Short exercise — Put the lines of the material into a JSON list of strings, one string per line with blank lines left out, starting with the line with "task: segment every instance of the wispy" and going on through the end of the material.

Dataset entries
________________
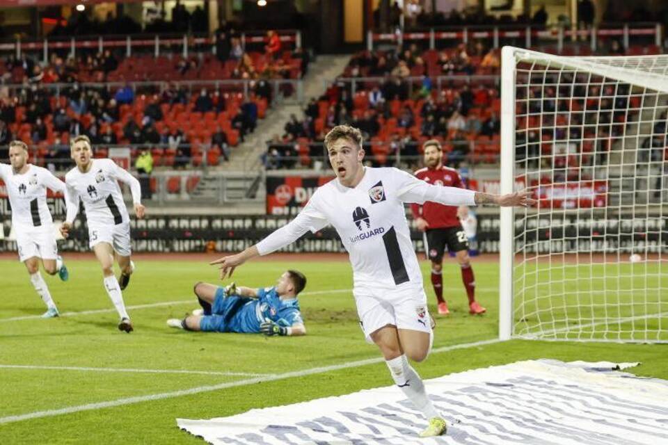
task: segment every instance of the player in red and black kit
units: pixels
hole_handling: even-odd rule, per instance
[[[424,164],[427,168],[415,172],[415,176],[429,184],[449,187],[462,187],[459,173],[454,168],[443,166],[443,153],[440,143],[430,139],[423,145]],[[469,312],[484,314],[486,309],[475,300],[475,278],[468,256],[468,239],[457,217],[457,208],[435,202],[425,202],[422,206],[411,204],[413,216],[418,229],[424,232],[425,249],[431,260],[431,284],[438,300],[438,314],[450,313],[443,300],[443,263],[445,246],[456,252],[461,267],[461,279],[468,296]]]

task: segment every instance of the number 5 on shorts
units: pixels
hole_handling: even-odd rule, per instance
[[[468,241],[468,238],[466,238],[466,232],[463,230],[460,230],[457,232],[457,241],[460,243],[466,243]]]

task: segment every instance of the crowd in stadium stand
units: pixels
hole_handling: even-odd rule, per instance
[[[38,163],[57,167],[69,157],[70,138],[85,134],[101,146],[100,156],[118,144],[150,145],[156,165],[179,167],[202,163],[202,149],[210,147],[207,162],[216,165],[264,116],[267,89],[266,82],[257,82],[245,100],[239,93],[190,92],[173,84],[161,94],[136,95],[128,86],[110,90],[74,83],[58,96],[33,84],[0,100],[0,145],[21,139],[36,147]],[[6,157],[5,148],[0,159]]]

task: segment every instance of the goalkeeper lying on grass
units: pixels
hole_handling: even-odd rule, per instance
[[[297,294],[306,277],[296,270],[285,272],[273,287],[254,289],[225,287],[199,282],[195,295],[202,309],[183,320],[170,318],[167,325],[188,331],[259,333],[264,335],[304,335]]]

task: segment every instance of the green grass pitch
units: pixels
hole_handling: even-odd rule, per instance
[[[6,257],[5,258],[7,258]],[[28,318],[44,307],[30,285],[24,266],[0,260],[0,443],[127,444],[202,443],[176,427],[177,417],[208,419],[251,408],[285,405],[392,384],[385,364],[376,362],[303,377],[239,385],[155,400],[3,422],[10,416],[119,399],[163,394],[376,358],[358,327],[347,261],[294,260],[251,262],[234,274],[237,284],[273,284],[285,269],[308,279],[300,298],[308,334],[269,338],[261,335],[202,334],[169,328],[197,307],[192,293],[198,281],[218,282],[216,269],[201,257],[183,261],[142,259],[124,293],[135,326],[130,334],[116,329],[118,318],[102,288],[93,259],[68,261],[70,280],[46,278],[61,313],[93,312],[58,319]],[[424,276],[435,313],[428,282]],[[474,317],[468,305],[459,267],[446,260],[444,284],[452,314],[437,318],[434,348],[495,339],[498,333],[498,265],[474,259],[478,299],[488,308]],[[43,274],[44,275],[44,274]],[[328,292],[329,291],[340,291]],[[317,292],[316,294],[309,293]],[[157,305],[160,303],[161,305]],[[106,309],[106,312],[97,312]],[[668,378],[666,345],[512,341],[432,354],[415,367],[431,378],[467,369],[522,359],[642,362],[633,372]],[[31,368],[10,368],[24,365]],[[38,368],[42,366],[42,368]],[[96,368],[95,370],[43,367]],[[137,373],[100,369],[179,370],[200,373]],[[228,373],[228,375],[225,375]],[[236,373],[237,374],[230,375]]]

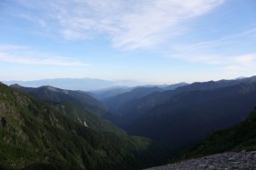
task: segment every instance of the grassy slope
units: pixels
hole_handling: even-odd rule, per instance
[[[4,85],[0,116],[8,124],[0,126],[0,169],[139,169],[155,158],[147,139],[89,129]]]

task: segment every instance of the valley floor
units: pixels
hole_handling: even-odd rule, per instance
[[[190,159],[172,165],[152,167],[147,170],[253,170],[256,169],[256,151],[229,152],[217,154],[197,159]]]

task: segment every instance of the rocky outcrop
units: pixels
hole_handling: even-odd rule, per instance
[[[256,151],[230,152],[217,154],[198,159],[190,159],[164,166],[152,167],[147,170],[233,170],[256,169]]]

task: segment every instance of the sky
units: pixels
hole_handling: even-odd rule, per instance
[[[0,81],[255,73],[255,0],[0,0]]]

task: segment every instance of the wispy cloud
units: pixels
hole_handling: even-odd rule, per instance
[[[57,55],[41,53],[26,46],[0,45],[0,61],[14,64],[57,65],[57,66],[86,66],[82,61],[62,57]]]
[[[180,35],[187,19],[212,10],[225,0],[21,0],[23,17],[66,39],[101,34],[112,45],[138,49],[159,45]],[[29,11],[37,10],[37,13]],[[39,10],[39,11],[38,11]],[[30,17],[28,17],[30,16]]]
[[[217,65],[227,72],[250,71],[256,65],[256,29],[215,40],[173,45],[168,57]]]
________________
The response —
[
  "task: segment every instance of the wispy cloud",
  "units: pixels",
  "hole_handling: even-odd rule, per instance",
  "[[[57,55],[41,53],[26,46],[0,45],[0,61],[14,64],[57,65],[57,66],[86,66],[82,61],[62,57]]]",
  "[[[180,35],[187,19],[212,10],[225,0],[21,0],[23,17],[66,39],[101,34],[112,45],[138,49],[159,45]],[[29,11],[37,10],[37,13]],[[39,10],[39,11],[38,11]],[[30,17],[28,17],[30,16]]]",
  "[[[217,65],[227,72],[250,71],[256,65],[256,29],[215,40],[173,45],[168,57]]]"
]